TASK DIRECTIONS
Please retype each record exactly as it stands below.

INFORMATION SUPPLIED
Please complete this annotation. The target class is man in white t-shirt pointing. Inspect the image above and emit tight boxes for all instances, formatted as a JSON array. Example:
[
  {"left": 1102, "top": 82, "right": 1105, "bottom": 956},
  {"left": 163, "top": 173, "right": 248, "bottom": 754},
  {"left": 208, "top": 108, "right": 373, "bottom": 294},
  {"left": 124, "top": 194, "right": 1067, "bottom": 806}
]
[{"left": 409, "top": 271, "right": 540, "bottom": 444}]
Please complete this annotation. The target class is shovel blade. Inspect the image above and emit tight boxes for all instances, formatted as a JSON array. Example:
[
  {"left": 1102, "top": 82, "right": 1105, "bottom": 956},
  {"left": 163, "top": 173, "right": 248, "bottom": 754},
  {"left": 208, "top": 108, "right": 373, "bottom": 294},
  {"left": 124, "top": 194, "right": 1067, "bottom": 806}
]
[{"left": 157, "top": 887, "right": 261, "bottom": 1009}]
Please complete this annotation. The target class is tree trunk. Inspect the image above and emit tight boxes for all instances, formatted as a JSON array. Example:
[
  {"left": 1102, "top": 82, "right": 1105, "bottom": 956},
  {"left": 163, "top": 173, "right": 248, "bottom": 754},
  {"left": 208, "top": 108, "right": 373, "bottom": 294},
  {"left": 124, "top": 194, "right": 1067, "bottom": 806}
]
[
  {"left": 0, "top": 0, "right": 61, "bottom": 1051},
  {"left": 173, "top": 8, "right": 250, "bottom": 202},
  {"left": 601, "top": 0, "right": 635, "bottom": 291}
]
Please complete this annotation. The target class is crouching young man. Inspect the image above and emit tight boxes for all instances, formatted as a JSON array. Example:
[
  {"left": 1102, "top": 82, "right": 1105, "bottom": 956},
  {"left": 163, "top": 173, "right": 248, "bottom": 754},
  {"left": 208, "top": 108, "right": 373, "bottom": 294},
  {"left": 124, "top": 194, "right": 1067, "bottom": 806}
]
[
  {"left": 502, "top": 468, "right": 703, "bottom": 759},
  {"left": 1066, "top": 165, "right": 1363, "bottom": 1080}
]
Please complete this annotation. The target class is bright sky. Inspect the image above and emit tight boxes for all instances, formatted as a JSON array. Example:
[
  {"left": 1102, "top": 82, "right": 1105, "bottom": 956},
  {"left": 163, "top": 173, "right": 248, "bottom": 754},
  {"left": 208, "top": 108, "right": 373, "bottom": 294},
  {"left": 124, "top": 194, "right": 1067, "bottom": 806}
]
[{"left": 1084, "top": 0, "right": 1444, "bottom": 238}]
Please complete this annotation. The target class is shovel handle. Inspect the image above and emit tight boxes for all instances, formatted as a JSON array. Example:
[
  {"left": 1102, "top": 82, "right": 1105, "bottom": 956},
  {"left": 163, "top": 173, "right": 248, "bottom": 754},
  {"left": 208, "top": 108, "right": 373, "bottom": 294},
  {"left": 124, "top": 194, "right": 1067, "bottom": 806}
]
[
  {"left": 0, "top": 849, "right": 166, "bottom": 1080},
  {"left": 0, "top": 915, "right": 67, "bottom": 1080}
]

ANSWER BOX
Please complete this annotation. The target class is man in white t-shirt pointing. Inspect the image above and emit tight boxes for all instances, formatted as a JSON array. Example:
[
  {"left": 1102, "top": 82, "right": 1105, "bottom": 956},
  {"left": 163, "top": 173, "right": 248, "bottom": 754},
  {"left": 208, "top": 108, "right": 373, "bottom": 294},
  {"left": 124, "top": 194, "right": 1067, "bottom": 806}
]
[{"left": 409, "top": 271, "right": 540, "bottom": 444}]
Please complete this annotation. The target class is shovel blade. Inspect the image above and emit tight boxes for all instances, formatted as a JSON array. Example:
[
  {"left": 1102, "top": 82, "right": 1105, "bottom": 956},
  {"left": 163, "top": 173, "right": 248, "bottom": 754},
  {"left": 208, "top": 108, "right": 373, "bottom": 294},
  {"left": 124, "top": 194, "right": 1067, "bottom": 806}
]
[{"left": 157, "top": 887, "right": 261, "bottom": 1009}]
Please complete this annotation. The target class is tree trunk. Inspect the image above and emit tight boxes for all instances, formatted as a JSON array. Example:
[
  {"left": 1102, "top": 82, "right": 1105, "bottom": 956},
  {"left": 163, "top": 173, "right": 248, "bottom": 754},
  {"left": 208, "top": 108, "right": 373, "bottom": 294},
  {"left": 124, "top": 194, "right": 1067, "bottom": 806}
]
[
  {"left": 0, "top": 0, "right": 61, "bottom": 1051},
  {"left": 173, "top": 8, "right": 250, "bottom": 202},
  {"left": 601, "top": 0, "right": 635, "bottom": 291}
]
Please complete this annotation. The target class is crouching young man. Inspect the image above and emit tight boxes for all instances, formatted as a JSON array. Example:
[
  {"left": 1102, "top": 82, "right": 1105, "bottom": 956},
  {"left": 163, "top": 173, "right": 248, "bottom": 754},
  {"left": 208, "top": 108, "right": 373, "bottom": 294},
  {"left": 124, "top": 194, "right": 1067, "bottom": 806}
]
[
  {"left": 502, "top": 468, "right": 703, "bottom": 759},
  {"left": 1066, "top": 165, "right": 1363, "bottom": 1080}
]
Please complete this annotation. The target class is bright sky. Inspect the image above and emit tight boxes for all instances, formatted as a JSON array. Example:
[
  {"left": 1102, "top": 82, "right": 1105, "bottom": 956},
  {"left": 163, "top": 173, "right": 248, "bottom": 754},
  {"left": 208, "top": 108, "right": 373, "bottom": 294},
  {"left": 124, "top": 194, "right": 1067, "bottom": 806}
]
[{"left": 1084, "top": 0, "right": 1444, "bottom": 238}]
Please complete this annotation. The target class is shovel handle. Inspect the image above and emit tight boxes for all instances, formatted as a JSON array. Example:
[
  {"left": 1102, "top": 82, "right": 1105, "bottom": 956},
  {"left": 163, "top": 173, "right": 248, "bottom": 754},
  {"left": 208, "top": 108, "right": 373, "bottom": 294},
  {"left": 124, "top": 194, "right": 1067, "bottom": 806}
]
[
  {"left": 0, "top": 849, "right": 166, "bottom": 1080},
  {"left": 0, "top": 915, "right": 67, "bottom": 1080}
]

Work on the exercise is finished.